- **AVAILABLE RECORDS**
────────

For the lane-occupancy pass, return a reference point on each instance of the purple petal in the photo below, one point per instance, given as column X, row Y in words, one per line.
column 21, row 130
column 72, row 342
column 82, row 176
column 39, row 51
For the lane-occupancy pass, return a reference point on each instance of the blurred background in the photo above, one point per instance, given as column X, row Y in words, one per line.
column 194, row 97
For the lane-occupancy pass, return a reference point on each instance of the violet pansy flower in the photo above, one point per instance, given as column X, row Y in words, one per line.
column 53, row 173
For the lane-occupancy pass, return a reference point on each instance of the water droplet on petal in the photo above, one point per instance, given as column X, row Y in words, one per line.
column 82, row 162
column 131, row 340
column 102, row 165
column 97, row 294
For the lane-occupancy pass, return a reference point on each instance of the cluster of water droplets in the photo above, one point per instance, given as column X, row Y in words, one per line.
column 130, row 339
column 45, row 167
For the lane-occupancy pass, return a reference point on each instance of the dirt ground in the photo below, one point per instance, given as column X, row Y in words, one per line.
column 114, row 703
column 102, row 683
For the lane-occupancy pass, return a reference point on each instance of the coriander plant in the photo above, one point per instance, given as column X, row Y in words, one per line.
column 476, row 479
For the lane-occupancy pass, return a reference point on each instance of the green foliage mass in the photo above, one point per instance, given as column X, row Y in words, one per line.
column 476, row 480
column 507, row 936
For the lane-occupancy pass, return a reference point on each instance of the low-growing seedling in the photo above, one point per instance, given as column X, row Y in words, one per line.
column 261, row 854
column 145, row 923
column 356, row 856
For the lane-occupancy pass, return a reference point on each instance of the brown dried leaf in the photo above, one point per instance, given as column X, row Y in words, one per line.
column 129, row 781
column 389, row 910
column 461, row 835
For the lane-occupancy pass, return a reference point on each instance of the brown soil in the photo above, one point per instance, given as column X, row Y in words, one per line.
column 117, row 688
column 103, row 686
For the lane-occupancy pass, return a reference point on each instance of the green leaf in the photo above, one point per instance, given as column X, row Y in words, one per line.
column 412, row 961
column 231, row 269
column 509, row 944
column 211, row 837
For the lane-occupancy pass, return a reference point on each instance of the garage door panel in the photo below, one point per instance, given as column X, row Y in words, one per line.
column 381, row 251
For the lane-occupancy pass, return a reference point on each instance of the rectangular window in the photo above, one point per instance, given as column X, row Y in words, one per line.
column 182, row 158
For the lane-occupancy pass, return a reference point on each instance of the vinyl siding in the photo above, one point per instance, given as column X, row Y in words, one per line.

────────

- **REQUIRED WORK**
Copy out word for word the part of the entries that begins with the line containing "of the water" and ends with the line containing "column 476, row 479", including both of those lines.

- **FULL OUTPUT**
For the lane-occupancy pass, return a reference point on each instance of the water droplet on petal in the photo above, one point per instance, given as column X, row Y in words, one per line.
column 82, row 162
column 131, row 340
column 102, row 165
column 97, row 294
For the lane-occupancy pass, return a reference point on each instance of the cluster of water droplets in the photo above, one point per instance, given as column X, row Y in words, one per line.
column 130, row 339
column 45, row 167
For the lane-occupancy pass, return a reference point on each instance of the dirt ground in the photo below, one point per instance, given as column X, row Y in words, one per line.
column 114, row 703
column 102, row 683
For the lane-occupancy pass, return a reference point on each instance of the coriander plant in the photo above, one point per instance, given as column X, row Y in words, one per line.
column 476, row 479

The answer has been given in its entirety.